» **Instruction**
Switch "dark red" to "deep red" in the data from its start through the line containing "x=208, y=198", inclusive, and give back only those lines with nothing else altered.
***** Listed records
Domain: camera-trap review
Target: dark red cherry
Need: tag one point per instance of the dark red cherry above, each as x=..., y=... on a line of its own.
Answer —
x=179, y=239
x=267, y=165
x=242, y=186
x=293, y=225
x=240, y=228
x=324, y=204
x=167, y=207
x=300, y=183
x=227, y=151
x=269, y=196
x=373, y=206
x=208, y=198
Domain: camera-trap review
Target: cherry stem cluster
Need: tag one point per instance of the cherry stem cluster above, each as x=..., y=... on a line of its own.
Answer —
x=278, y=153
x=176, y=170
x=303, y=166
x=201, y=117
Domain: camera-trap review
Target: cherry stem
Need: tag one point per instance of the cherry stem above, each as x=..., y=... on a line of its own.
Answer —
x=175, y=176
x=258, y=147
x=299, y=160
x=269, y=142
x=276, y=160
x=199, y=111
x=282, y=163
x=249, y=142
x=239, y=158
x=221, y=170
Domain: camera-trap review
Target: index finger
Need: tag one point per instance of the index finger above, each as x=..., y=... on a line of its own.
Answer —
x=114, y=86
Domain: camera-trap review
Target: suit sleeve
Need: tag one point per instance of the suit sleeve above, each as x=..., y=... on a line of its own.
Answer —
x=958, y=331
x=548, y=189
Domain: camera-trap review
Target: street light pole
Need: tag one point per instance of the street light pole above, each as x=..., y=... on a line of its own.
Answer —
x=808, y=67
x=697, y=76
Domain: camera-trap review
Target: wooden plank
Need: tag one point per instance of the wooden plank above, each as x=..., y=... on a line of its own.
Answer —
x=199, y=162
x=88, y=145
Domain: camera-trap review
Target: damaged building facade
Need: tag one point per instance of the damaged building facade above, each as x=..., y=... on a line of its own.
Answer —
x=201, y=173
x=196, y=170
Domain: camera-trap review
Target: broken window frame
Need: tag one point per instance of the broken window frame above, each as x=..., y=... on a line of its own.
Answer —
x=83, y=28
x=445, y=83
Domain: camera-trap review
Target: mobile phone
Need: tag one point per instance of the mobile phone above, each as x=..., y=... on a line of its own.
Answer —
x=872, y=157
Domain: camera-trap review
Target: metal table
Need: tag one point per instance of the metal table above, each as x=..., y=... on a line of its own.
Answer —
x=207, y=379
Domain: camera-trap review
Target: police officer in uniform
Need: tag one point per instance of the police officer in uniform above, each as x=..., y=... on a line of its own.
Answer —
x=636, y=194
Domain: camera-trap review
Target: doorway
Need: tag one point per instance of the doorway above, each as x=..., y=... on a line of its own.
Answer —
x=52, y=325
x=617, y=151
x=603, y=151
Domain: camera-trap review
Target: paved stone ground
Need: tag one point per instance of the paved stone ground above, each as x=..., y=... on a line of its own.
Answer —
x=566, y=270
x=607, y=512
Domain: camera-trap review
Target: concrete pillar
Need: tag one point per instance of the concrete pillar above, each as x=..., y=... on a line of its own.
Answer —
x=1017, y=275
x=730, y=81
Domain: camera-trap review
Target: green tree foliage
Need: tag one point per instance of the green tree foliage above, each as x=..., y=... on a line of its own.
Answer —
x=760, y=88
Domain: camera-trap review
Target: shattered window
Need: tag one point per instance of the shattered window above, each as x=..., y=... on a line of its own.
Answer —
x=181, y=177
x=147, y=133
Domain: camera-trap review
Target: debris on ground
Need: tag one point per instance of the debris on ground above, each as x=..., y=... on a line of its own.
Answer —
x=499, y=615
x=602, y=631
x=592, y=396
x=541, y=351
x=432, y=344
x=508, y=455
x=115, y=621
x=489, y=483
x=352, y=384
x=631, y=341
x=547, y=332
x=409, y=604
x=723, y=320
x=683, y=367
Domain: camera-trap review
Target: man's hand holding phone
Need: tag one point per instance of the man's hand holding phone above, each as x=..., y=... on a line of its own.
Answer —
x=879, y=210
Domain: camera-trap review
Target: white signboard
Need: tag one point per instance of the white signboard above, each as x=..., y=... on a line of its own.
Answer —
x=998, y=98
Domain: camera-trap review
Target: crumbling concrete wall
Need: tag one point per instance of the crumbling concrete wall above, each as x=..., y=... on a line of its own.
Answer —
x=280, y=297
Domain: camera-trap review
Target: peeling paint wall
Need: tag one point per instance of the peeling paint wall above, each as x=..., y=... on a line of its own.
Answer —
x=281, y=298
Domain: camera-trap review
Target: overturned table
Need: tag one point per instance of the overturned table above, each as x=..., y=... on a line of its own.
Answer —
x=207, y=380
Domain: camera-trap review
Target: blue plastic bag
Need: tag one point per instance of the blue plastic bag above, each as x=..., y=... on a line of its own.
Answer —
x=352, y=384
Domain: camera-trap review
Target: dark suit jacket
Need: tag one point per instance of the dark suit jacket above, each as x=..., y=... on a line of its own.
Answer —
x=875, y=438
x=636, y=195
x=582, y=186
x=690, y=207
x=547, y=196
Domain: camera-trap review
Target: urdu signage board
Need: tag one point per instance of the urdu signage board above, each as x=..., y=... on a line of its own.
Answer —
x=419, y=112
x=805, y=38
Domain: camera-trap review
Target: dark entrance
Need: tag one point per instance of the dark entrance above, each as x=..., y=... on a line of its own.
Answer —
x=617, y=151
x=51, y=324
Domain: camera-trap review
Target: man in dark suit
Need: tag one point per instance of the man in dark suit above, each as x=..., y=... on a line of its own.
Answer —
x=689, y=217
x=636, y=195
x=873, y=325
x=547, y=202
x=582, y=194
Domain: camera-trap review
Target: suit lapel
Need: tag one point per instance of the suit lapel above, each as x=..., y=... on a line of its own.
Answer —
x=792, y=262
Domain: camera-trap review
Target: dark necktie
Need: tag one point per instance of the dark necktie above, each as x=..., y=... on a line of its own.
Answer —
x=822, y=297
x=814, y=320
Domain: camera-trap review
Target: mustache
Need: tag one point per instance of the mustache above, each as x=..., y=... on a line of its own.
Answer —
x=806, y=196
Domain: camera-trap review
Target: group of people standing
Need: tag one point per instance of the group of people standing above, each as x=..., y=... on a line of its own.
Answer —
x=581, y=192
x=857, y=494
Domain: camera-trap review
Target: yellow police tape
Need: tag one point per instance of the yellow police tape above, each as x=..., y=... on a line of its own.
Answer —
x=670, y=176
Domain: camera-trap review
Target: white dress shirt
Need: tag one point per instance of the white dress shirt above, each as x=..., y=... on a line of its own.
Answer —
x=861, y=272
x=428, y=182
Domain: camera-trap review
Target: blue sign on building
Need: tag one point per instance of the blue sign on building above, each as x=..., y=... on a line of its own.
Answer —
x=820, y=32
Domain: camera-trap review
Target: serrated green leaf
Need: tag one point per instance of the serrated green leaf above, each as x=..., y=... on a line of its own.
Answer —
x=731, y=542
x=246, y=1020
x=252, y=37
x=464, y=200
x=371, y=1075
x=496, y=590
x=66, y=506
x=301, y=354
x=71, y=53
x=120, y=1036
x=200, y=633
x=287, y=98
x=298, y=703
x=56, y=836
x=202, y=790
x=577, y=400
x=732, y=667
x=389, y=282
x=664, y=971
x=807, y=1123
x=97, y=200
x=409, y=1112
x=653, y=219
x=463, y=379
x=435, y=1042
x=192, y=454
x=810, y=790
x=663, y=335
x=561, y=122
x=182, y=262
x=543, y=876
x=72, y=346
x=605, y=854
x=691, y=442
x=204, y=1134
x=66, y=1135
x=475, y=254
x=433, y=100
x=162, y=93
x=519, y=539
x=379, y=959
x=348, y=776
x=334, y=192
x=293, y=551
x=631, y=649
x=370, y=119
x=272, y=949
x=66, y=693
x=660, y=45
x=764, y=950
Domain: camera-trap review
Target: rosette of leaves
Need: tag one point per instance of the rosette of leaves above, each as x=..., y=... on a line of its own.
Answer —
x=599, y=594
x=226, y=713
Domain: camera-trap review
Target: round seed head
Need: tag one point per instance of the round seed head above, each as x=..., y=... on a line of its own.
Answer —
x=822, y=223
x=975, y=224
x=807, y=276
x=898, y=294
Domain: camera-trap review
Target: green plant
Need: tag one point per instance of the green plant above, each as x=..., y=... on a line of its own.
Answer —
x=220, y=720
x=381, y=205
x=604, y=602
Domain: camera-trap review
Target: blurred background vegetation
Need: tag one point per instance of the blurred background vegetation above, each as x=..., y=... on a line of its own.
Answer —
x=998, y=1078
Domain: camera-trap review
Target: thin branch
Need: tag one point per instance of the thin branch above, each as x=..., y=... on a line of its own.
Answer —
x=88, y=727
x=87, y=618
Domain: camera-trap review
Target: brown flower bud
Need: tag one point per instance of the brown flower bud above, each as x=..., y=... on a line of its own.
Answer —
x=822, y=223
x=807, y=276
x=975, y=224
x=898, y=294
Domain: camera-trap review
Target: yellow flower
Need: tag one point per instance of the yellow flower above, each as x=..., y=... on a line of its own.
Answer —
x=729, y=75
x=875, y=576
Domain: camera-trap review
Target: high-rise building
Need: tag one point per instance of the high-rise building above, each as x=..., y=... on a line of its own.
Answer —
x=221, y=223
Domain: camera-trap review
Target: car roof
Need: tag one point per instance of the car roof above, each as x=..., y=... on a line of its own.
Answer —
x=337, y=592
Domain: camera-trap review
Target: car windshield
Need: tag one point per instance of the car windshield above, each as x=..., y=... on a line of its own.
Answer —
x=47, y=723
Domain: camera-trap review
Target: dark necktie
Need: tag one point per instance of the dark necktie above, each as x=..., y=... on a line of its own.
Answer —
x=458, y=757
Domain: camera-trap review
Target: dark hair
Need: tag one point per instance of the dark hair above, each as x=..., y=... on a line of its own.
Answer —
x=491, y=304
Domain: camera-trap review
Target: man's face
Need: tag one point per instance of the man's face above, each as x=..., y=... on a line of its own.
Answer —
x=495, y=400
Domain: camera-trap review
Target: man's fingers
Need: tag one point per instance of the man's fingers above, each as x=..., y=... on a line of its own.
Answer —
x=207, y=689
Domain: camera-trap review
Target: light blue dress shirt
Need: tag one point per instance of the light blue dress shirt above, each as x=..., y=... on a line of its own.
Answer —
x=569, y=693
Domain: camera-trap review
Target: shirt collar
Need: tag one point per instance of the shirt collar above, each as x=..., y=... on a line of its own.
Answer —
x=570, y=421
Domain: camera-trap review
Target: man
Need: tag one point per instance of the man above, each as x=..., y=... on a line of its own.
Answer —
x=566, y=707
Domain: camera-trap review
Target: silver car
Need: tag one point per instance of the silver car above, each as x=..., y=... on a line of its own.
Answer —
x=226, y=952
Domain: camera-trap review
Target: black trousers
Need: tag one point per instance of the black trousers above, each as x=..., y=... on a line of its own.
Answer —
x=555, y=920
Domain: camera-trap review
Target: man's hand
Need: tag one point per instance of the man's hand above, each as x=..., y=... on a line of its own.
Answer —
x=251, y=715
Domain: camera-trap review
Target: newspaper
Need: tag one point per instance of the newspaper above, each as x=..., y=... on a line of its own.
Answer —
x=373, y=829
**********
» **Output for this task**
Domain: camera-trap review
Target: deep red cherry
Need: tag one point per instance of the deep red cherry above, each as x=..., y=... on a line of its own.
Answer —
x=179, y=239
x=267, y=165
x=242, y=186
x=293, y=225
x=240, y=228
x=324, y=204
x=167, y=207
x=300, y=183
x=227, y=151
x=269, y=196
x=373, y=206
x=208, y=198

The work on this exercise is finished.